-- start of DATASET RECORDS --

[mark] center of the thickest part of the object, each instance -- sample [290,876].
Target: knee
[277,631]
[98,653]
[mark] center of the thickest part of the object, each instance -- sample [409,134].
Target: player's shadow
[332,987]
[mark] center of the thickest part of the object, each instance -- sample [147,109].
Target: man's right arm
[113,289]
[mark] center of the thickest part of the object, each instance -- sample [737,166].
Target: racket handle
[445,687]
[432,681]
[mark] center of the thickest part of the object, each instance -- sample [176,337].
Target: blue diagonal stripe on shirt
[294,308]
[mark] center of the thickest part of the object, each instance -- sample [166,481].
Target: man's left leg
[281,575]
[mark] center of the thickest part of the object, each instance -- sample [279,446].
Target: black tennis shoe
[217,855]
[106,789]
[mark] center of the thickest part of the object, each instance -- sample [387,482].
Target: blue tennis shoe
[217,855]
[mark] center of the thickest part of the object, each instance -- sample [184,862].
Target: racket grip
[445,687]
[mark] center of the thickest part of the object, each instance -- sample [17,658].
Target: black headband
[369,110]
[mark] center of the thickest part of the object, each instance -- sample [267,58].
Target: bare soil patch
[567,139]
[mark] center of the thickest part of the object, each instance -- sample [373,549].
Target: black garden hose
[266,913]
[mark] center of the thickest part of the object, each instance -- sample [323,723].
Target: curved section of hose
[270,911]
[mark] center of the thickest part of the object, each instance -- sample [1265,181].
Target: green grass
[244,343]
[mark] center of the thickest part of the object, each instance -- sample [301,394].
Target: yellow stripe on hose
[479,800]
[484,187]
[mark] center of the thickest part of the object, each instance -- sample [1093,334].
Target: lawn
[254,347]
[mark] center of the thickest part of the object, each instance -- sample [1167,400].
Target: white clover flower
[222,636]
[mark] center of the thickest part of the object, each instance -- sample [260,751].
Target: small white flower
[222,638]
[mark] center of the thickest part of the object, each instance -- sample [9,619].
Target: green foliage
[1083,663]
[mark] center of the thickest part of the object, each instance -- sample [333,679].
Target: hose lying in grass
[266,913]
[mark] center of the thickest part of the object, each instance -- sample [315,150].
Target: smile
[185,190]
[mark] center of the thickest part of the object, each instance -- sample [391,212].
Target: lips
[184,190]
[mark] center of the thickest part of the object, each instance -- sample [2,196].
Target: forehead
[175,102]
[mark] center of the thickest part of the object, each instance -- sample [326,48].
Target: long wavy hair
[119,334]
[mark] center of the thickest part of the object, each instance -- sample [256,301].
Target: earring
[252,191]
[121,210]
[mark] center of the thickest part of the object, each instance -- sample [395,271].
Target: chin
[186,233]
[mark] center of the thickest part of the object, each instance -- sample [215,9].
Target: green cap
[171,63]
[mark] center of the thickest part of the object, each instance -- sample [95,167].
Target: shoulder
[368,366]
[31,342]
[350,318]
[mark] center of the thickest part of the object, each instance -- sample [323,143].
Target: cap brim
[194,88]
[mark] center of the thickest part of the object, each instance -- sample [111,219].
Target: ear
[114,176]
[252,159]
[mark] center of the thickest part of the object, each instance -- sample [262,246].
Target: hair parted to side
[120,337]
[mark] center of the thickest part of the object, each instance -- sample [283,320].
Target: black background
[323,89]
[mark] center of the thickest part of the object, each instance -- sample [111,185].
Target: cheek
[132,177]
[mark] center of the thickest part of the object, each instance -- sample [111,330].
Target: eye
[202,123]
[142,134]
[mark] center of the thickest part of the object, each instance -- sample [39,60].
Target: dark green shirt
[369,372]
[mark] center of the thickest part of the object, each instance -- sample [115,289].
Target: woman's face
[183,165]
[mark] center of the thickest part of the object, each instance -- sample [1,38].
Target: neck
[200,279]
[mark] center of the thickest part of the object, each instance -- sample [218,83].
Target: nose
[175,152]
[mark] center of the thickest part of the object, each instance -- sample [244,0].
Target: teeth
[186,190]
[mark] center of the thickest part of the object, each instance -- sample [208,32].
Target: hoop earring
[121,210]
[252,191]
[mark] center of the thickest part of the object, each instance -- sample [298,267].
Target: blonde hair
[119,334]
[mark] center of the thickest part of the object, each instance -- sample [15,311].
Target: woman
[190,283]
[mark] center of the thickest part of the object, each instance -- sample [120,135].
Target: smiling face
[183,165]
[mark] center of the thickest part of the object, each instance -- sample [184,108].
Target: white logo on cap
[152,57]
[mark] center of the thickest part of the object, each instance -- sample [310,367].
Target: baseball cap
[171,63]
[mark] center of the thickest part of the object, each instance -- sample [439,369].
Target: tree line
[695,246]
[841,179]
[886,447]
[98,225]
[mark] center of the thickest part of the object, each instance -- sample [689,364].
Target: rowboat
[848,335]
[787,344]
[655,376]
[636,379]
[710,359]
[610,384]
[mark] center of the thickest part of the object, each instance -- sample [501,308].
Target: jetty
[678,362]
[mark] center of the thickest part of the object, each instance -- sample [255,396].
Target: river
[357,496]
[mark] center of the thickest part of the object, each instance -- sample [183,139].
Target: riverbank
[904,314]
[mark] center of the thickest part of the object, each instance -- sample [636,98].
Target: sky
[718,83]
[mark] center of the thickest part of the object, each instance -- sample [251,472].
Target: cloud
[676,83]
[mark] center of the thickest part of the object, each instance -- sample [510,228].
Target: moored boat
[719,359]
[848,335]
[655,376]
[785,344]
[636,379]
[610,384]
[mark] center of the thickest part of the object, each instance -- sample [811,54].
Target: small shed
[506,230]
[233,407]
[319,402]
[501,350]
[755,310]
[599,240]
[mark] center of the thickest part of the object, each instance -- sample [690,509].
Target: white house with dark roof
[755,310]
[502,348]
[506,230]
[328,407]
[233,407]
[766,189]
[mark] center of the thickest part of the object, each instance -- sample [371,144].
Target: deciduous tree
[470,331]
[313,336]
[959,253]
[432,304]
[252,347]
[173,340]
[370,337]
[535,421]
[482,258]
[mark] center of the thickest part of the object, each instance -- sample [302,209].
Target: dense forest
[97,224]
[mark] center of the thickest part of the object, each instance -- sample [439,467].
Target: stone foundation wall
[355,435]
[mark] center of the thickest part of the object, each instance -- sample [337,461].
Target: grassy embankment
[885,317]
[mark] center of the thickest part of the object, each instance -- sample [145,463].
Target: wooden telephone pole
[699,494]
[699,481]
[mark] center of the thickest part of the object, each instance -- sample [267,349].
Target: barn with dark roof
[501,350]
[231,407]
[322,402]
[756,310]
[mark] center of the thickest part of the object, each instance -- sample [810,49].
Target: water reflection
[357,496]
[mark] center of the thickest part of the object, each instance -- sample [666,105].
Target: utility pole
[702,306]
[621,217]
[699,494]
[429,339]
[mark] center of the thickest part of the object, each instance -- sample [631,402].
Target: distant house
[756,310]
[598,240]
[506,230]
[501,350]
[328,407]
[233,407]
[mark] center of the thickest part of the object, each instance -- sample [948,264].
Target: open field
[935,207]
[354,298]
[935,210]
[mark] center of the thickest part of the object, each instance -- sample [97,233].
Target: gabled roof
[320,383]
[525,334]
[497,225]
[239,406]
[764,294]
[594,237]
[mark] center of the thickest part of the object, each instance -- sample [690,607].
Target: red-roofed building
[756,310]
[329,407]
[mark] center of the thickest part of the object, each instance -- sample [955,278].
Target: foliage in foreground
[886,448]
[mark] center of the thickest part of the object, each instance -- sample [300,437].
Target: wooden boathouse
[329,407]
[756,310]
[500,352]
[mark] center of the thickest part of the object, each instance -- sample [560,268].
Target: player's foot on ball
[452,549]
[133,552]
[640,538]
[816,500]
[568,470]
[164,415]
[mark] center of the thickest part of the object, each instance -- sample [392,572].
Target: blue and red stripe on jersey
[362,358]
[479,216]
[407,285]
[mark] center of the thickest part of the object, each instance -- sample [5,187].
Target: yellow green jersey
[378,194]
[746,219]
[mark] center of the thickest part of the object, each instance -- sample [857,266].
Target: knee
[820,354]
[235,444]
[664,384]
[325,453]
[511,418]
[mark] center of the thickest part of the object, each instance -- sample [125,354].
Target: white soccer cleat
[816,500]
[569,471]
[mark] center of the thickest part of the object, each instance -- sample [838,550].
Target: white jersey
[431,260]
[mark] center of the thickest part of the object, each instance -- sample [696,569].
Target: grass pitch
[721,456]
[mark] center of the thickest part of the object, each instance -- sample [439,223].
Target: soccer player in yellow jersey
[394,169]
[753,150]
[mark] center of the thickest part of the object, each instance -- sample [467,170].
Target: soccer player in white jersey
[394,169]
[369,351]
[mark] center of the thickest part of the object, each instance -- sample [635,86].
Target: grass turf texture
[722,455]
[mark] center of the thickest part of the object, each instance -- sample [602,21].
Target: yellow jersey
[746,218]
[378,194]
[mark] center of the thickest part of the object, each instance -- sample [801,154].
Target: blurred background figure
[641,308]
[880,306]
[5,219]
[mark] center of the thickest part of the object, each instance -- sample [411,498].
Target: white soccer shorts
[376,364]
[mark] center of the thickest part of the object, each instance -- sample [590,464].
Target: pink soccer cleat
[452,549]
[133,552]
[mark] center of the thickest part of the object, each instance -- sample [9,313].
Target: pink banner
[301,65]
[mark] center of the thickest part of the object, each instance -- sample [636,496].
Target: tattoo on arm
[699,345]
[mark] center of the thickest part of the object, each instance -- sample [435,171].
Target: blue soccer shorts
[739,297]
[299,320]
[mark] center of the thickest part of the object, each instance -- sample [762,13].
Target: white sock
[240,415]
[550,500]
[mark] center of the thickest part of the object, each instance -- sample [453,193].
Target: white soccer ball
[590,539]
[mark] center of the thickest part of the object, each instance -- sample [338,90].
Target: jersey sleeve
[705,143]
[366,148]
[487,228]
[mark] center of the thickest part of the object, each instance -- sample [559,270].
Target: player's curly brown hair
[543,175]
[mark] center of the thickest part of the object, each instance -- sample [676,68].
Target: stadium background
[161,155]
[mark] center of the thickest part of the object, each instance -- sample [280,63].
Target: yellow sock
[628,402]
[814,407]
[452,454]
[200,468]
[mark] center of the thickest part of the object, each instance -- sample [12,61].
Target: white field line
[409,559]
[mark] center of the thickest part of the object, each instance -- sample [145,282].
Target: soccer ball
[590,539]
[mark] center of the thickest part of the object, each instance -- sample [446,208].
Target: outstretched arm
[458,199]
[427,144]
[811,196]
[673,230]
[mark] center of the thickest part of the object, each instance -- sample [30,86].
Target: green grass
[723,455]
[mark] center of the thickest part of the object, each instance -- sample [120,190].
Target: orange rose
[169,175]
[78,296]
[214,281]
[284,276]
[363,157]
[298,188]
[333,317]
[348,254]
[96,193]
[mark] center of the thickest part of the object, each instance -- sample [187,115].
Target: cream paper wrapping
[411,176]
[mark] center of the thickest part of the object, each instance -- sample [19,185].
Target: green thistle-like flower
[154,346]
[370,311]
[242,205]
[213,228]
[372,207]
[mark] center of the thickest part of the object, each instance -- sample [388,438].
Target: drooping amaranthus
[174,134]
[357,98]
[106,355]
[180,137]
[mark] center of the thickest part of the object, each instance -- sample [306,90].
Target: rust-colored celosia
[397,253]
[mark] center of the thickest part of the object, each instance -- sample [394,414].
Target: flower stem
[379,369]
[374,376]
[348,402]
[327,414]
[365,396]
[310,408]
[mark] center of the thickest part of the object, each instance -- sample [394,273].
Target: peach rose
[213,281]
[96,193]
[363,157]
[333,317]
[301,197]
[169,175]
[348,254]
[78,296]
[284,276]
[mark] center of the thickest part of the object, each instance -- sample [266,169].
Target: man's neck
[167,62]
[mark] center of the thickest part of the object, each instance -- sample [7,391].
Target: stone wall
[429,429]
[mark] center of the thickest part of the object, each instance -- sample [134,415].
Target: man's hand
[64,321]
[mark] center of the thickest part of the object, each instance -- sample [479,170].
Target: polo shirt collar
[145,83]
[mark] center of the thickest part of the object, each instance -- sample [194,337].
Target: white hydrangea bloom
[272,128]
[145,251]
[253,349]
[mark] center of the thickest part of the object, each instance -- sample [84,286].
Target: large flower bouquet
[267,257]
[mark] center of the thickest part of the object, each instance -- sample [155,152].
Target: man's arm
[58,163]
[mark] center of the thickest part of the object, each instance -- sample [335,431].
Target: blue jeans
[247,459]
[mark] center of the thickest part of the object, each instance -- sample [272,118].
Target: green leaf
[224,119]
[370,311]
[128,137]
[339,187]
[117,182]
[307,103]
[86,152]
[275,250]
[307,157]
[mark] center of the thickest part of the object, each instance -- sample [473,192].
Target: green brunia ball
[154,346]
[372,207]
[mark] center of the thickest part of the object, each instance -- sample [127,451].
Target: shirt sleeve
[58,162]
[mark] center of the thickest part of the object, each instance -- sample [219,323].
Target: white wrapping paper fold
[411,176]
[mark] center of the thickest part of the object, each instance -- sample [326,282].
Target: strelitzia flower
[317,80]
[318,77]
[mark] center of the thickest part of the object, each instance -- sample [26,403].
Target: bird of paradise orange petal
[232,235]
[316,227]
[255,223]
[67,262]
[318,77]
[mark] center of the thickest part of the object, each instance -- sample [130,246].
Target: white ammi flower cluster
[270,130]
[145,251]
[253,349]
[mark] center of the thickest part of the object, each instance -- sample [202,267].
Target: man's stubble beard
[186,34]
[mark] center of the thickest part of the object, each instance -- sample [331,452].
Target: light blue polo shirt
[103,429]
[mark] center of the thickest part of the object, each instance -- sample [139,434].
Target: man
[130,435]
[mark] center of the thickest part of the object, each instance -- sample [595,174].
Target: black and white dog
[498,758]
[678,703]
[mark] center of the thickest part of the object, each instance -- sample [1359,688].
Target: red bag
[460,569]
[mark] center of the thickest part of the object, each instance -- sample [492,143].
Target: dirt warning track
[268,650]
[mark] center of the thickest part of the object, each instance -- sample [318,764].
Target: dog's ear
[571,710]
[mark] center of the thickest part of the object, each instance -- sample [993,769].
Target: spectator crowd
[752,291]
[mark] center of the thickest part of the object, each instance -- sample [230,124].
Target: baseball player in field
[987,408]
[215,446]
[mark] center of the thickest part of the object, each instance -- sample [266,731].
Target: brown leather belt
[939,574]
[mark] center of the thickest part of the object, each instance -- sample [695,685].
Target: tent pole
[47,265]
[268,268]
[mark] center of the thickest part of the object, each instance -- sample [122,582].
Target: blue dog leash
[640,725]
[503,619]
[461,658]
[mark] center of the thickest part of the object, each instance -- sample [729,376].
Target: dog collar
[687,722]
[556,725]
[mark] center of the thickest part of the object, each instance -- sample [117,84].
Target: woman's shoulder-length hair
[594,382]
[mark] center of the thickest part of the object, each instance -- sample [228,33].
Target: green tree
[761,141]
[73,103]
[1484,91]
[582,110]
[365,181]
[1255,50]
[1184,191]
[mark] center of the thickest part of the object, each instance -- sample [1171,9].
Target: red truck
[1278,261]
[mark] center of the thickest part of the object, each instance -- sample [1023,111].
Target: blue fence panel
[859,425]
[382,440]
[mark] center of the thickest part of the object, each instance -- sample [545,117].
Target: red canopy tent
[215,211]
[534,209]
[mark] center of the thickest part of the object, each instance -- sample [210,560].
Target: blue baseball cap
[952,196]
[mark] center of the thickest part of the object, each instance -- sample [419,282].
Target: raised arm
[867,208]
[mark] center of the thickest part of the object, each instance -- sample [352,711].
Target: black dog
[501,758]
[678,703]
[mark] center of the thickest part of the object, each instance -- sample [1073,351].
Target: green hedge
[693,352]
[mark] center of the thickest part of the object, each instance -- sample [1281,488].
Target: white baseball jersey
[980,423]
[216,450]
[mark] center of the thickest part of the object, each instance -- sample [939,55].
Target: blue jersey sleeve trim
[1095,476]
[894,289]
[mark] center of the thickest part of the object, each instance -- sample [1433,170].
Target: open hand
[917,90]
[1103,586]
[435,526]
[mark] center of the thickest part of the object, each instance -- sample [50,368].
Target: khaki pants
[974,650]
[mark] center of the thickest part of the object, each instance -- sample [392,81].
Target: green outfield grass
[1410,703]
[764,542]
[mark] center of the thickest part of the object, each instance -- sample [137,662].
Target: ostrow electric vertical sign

-- end of DATASET RECORDS --

◆ **AIM OF THE EXERCISE**
With the line containing "-- sample [210,560]." as the first and the last line of the records as the final one, print exactly the lines in that span.

◆ **WRITTEN SOLUTION**
[mark] center of the thickest part of the object, each instance -- sample [210,560].
Target: blue baseball cap
[952,196]
[mark] center of the thickest part of the object, each instance -- sample [419,282].
Target: raised arm
[867,208]
[mark] center of the thickest part of the object, each instance -- sample [352,711].
Target: black dog
[501,758]
[678,703]
[mark] center of the thickest part of the object, each instance -- sample [1073,351].
Target: green hedge
[693,352]
[mark] center of the thickest part of the object, each instance -- sample [1281,488].
Target: white baseball jersey
[980,423]
[216,450]
[mark] center of the thickest part of the object, each instance -- sample [939,55].
Target: blue jersey sleeve trim
[1095,476]
[894,289]
[mark] center of the thickest part of the object, each instance -- sample [1433,170].
Target: open hand
[917,90]
[1103,586]
[435,526]
[mark] center of the thickest part of the object, each instance -- sample [50,368].
Target: khaki pants
[974,650]
[mark] center of the thickest part of the object, each instance -- sample [392,81].
Target: green outfield grass
[1410,703]
[764,542]
[mark] center of the thickest part of the object, each instance -- sample [137,662].
Target: ostrow electric vertical sign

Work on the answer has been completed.